→ **WORK ITEM**:
From the records below, set down exactly the lines starting with the line that contains "box: [939, 451, 1125, 581]" and going on through the line that contains "rough mask: <svg". Nothing else is wanted.

→ **DATA TO USE**:
——
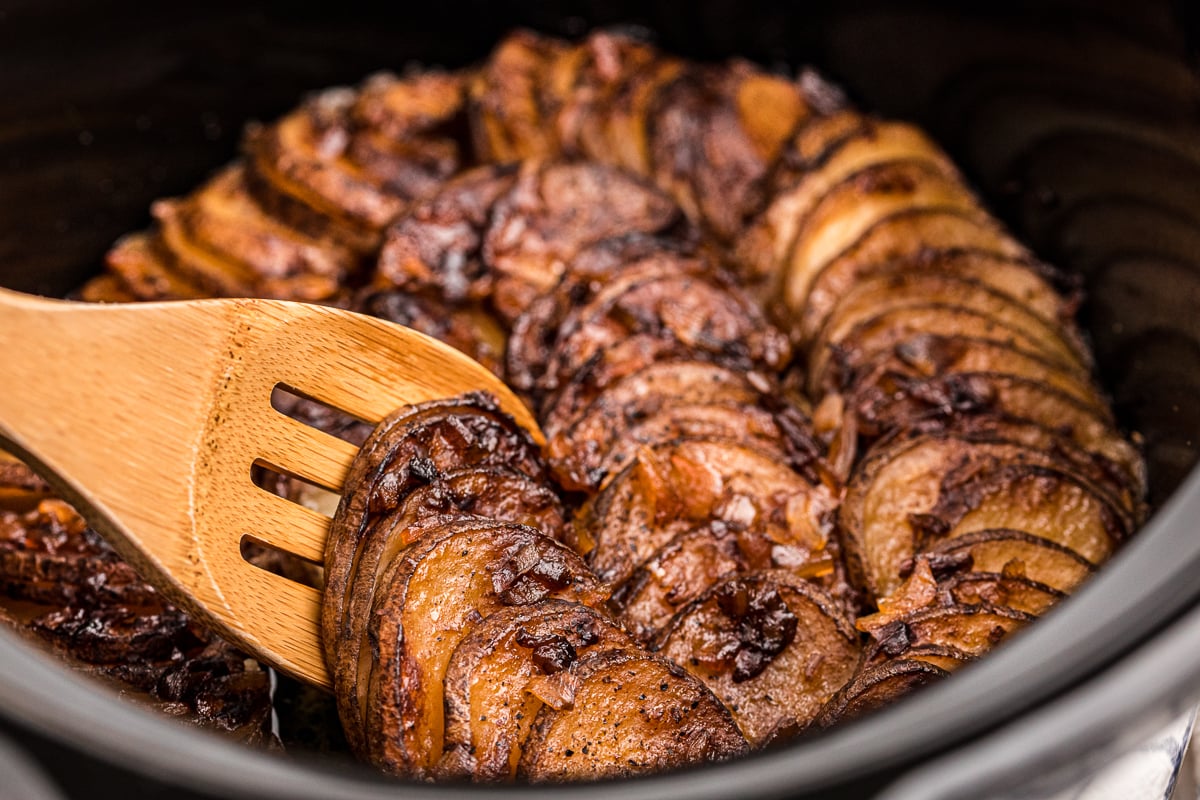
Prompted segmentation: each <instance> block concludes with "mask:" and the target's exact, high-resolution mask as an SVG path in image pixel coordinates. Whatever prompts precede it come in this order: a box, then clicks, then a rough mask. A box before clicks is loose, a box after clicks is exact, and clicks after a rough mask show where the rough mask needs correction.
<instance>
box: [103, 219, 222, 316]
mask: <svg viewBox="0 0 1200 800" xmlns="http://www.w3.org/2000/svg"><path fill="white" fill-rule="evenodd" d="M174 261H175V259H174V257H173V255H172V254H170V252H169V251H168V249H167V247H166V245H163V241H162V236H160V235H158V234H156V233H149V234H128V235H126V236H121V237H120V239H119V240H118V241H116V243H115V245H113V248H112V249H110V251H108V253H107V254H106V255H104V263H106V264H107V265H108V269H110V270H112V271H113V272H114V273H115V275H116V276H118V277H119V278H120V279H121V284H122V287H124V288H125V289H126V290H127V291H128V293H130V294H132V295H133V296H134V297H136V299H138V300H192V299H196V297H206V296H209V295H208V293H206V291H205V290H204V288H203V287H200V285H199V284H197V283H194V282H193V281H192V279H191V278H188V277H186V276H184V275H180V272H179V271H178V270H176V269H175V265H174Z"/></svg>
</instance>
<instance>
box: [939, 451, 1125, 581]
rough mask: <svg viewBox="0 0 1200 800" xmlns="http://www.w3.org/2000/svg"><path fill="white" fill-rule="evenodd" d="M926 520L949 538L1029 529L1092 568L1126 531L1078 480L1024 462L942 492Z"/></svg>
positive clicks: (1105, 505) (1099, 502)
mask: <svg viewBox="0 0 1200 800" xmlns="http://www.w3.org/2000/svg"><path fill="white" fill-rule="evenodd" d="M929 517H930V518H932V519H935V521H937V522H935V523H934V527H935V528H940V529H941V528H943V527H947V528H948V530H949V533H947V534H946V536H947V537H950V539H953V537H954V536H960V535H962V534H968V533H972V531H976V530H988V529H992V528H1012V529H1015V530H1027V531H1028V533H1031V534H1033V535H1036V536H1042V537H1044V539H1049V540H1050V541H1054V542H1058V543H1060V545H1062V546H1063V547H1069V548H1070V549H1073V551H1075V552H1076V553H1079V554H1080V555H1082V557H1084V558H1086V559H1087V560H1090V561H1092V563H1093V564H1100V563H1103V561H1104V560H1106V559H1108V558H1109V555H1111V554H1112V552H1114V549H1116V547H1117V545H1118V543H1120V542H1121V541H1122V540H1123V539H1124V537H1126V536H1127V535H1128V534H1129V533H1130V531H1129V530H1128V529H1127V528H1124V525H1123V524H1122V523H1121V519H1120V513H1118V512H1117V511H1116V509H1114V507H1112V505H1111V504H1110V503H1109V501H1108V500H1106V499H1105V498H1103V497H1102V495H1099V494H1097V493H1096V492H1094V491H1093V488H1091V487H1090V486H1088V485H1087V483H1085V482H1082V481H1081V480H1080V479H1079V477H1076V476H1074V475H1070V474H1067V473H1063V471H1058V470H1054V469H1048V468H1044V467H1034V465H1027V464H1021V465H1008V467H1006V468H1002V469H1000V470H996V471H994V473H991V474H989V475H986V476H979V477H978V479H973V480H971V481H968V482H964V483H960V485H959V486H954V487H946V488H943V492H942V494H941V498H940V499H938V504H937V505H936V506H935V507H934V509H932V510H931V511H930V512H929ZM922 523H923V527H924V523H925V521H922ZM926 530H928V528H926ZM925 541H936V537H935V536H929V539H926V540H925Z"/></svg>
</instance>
——
→ **RESULT FOR THIS TASK**:
box: [939, 451, 1125, 581]
rough mask: <svg viewBox="0 0 1200 800" xmlns="http://www.w3.org/2000/svg"><path fill="white" fill-rule="evenodd" d="M926 520L949 538L1029 529L1092 568L1126 531L1078 480L1024 462L942 492Z"/></svg>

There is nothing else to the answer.